- Text excerpt -
----
Across many Latin American countries, the New Year is welcomed not only with celebrations and fireworks, but with a powerful symbolic ritual: burning the Old Year.

This tradition, known as El Año Viejo, is a beautiful way of saying goodbye to what has passed and making space for new beginnings. It combines culture, reflection, humour, and family connection—making it especially meaningful when shared with children.

What Is El Año Viejo?

El Año Viejo is usually represented by a handmade figure or doll, created using old clothes, cardboard, paper, or straw. The figure symbolises the year that is ending, carrying with it everything the year brought: joyful moments, challenges, lessons, and memories.

Burning the Old Year is not about destruction—it is about closure, transformation, and renewal.

Countries Where the Old Year Is Burned

Ecuador
This is one of the countries where the tradition is most widely celebrated. Families and communities create large Old Year figures, sometimes inspired by public figures or characters from the year. Before burning them, people often read humorous “wills” where the Old Year leaves messages behind.
----
- Tasks to carry out -
(1) Copy the El Año Viejo text word for word, starting with "Across many Latin" and going on through "lessons, and memories.".
(2) Extend the piece on the El Año Viejo tradition, picking up right after its last sentence.

[Dataset rows showing where objects appear]
----
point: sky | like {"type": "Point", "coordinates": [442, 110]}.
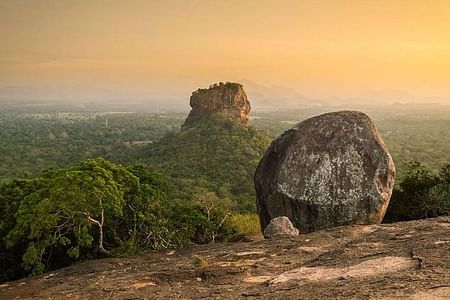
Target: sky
{"type": "Point", "coordinates": [318, 47]}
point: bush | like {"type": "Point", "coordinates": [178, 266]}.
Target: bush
{"type": "Point", "coordinates": [422, 194]}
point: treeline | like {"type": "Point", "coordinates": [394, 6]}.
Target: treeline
{"type": "Point", "coordinates": [422, 193]}
{"type": "Point", "coordinates": [99, 208]}
{"type": "Point", "coordinates": [32, 143]}
{"type": "Point", "coordinates": [216, 154]}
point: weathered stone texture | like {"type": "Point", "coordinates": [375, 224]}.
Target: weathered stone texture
{"type": "Point", "coordinates": [327, 171]}
{"type": "Point", "coordinates": [226, 99]}
{"type": "Point", "coordinates": [280, 226]}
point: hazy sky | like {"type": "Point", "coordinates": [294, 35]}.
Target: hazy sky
{"type": "Point", "coordinates": [332, 47]}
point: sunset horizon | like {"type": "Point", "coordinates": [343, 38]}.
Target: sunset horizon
{"type": "Point", "coordinates": [319, 49]}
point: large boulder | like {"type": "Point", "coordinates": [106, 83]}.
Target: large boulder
{"type": "Point", "coordinates": [327, 171]}
{"type": "Point", "coordinates": [225, 99]}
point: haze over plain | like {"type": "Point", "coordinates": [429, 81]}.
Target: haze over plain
{"type": "Point", "coordinates": [385, 51]}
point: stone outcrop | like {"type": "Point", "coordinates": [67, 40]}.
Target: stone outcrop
{"type": "Point", "coordinates": [225, 99]}
{"type": "Point", "coordinates": [327, 171]}
{"type": "Point", "coordinates": [406, 260]}
{"type": "Point", "coordinates": [280, 226]}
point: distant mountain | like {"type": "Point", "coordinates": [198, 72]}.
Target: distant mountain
{"type": "Point", "coordinates": [215, 149]}
{"type": "Point", "coordinates": [274, 97]}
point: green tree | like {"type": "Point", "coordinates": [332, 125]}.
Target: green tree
{"type": "Point", "coordinates": [59, 215]}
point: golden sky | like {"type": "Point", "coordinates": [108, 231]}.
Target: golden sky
{"type": "Point", "coordinates": [318, 47]}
----
- Results for the exercise -
(1)
Across many Latin American countries, the New Year is welcomed not only with celebrations and fireworks, but with a powerful symbolic ritual: burning the Old Year.

This tradition, known as El Año Viejo, is a beautiful way of saying goodbye to what has passed and making space for new beginnings. It combines culture, reflection, humour, and family connection—making it especially meaningful when shared with children.

What Is El Año Viejo?

El Año Viejo is usually represented by a handmade figure or doll, created using old clothes, cardboard, paper, or straw. The figure symbolises the year that is ending, carrying with it everything the year brought: joyful moments, challenges, lessons, and memories.

(2)
Colombia
In many regions, the Old Year is burned as a family ritual. Children often take part in dressing the figure and talking about what they want to leave behind and what they hope for in the year ahead.

Venezuela
Here, the burning of the Old Year symbolises emotional cleansing and hope. It is often combined with gratitude rituals and wishes for health, peace, and prosperity.

Peru and other Andean countries
The tradition appears in different forms and is sometimes connected to ancestral rituals, where fire represents transformation, renewal, and rebirth.

Why This Tradition Is Educational for Children

The Old Year tradition offers powerful learning opportunities for children:

  • It helps them talk about emotions and experiences

  • It teaches them about time, cycles, and change

  • It reinforces the idea that mistakes are part of learning

  • It strengthens family bonds through shared reflection

  • It passes on cultural identity and traditions

It turns New Year’s Eve into more than a celebration—it becomes a moment of meaning.

Celebrating the Old Year with Children Today

Many families now adapt the tradition in safe and symbolic ways, especially outside Latin America. Children might draw what they want to let go of, write wishes for the new year, or take part in guided reflection activities at home.

What matters most is not the fire, but the intention behind the ritual.

 

Celebrate the Old Year as a Family

If you would like to experience this tradition with your children in a safe, meaningful, and educational way, we have created a New Year’s Old Year Kit designed especially for families.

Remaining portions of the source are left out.